**Objetivo del ejercicio**
Indica si cada una de estas afirmaciones concuerda con el texto sobre el amor cristiano, respondiendo sí o no y citando literalmente las palabras del texto que lo deciden: 1. El amor cristiano tiene como modelo a Jesucristo. 2. El amor cristiano conlleva solo alegría, sin sacrificio. 3. La mejor imagen del amor hasta el extremo es la resurrección.
++++ Selección
“A nadie debáis nada, más que amor…” recomendaba san Pablo a los romanos, porque “amar es cumplir la ley entera” (cf. Rom 13,8-10). Efectivamente, queridos hermanos, el amor es la clave para entender el cristianismo en su profundidad y en su extensión. Jesús mismo había dado ya su mandamiento nuevo del amor, y Pablo ya había escrito aquello de “Ambicionad los bienes mejores…;  si no tengo amor, no soy más que un metal que resuena o unos  platillos que aturden… si no tengo amor, no soy nada…  El amor es comprensivo, el amor es servicial y no tiene envidia; el  amor no presume ni se engríe; no es mal educado ni egoísta; no se  irrita, no lleva cuentas del mal; no se alegra de la injusticia, sino que  goza con la verdad. Disculpa sin límites, cree sin límites, espera sin límites, aguanta  sin límites. El amor no pasa nunca…

Sólo que el amor para el cristiano no es una palabra bonita. Conlleva alegría, pero también sacrificio, entrega…  El amor cristiano tiene un modelo: Jesucristo, “que me amó y se entregó por mí” (Gal 2,20), en ese amor hasta el extremo (cf. Jn 13,1) cuya mejor imagen es la cruz. Es en la cruz de Jesucristo donde se nos revela el amor de Dios y es en las cruces de cada día, en las propias o en las ajenas, donde debemos hacer presente el amor de Dios. Esto no es demagogia… y tiene que ir más allá de la teoría para hacerse vida. El verdadero amor hace que nos sintamos responsables unos de otros.
++++++++
++++ Extractos de datos
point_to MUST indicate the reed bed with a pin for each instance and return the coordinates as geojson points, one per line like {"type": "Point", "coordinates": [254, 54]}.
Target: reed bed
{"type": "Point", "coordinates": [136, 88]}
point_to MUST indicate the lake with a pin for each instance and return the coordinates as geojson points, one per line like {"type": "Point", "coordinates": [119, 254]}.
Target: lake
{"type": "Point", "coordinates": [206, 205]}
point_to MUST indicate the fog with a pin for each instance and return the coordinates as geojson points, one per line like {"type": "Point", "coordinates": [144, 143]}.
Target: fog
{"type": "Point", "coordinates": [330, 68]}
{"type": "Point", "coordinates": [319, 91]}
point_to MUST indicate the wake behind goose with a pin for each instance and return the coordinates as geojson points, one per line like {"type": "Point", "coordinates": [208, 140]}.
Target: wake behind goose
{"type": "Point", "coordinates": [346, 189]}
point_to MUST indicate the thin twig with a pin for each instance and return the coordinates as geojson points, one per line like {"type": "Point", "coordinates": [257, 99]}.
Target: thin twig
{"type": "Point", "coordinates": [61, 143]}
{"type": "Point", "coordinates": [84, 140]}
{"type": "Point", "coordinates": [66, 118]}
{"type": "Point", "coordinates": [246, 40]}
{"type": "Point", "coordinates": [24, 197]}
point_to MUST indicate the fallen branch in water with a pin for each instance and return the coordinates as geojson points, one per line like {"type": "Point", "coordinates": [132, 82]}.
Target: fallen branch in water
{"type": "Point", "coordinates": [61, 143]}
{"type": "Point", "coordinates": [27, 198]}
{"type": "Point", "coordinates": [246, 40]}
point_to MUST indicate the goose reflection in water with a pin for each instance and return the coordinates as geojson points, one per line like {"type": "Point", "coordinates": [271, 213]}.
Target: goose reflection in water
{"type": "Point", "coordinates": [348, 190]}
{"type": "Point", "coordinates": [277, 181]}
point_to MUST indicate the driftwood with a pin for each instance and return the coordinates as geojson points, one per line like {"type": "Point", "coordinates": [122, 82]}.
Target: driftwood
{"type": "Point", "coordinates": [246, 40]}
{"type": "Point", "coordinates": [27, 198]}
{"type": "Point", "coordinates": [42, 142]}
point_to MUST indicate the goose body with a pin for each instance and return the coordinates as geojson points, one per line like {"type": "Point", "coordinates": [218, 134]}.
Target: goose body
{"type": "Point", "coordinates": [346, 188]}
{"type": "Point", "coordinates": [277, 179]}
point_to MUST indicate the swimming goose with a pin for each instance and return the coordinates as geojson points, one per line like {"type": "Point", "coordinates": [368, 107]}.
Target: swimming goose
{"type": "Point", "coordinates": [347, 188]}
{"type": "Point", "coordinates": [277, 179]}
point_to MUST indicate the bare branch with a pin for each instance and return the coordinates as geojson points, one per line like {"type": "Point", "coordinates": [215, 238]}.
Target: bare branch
++++++++
**Respuesta escrita**
1. Sí: «El amor cristiano tiene un modelo: Jesucristo».
2. No: «Conlleva alegría, pero también sacrificio, entrega…».
3. No: «cuya mejor imagen es la cruz».